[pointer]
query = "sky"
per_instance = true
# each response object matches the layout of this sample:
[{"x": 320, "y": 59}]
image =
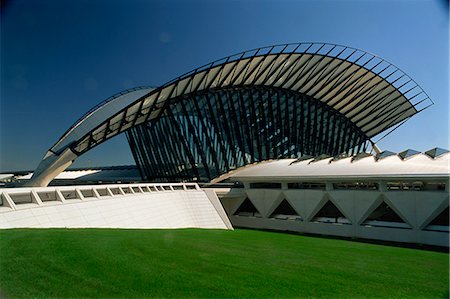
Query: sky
[{"x": 60, "y": 58}]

**Work item**
The expected output is the run of lines from the one containing "# each response" to the last line of the listing above, both included, word for word and free of pictures.

**Exercise answer**
# each response object matches the layout of this sample:
[{"x": 320, "y": 59}]
image =
Query: sky
[{"x": 60, "y": 58}]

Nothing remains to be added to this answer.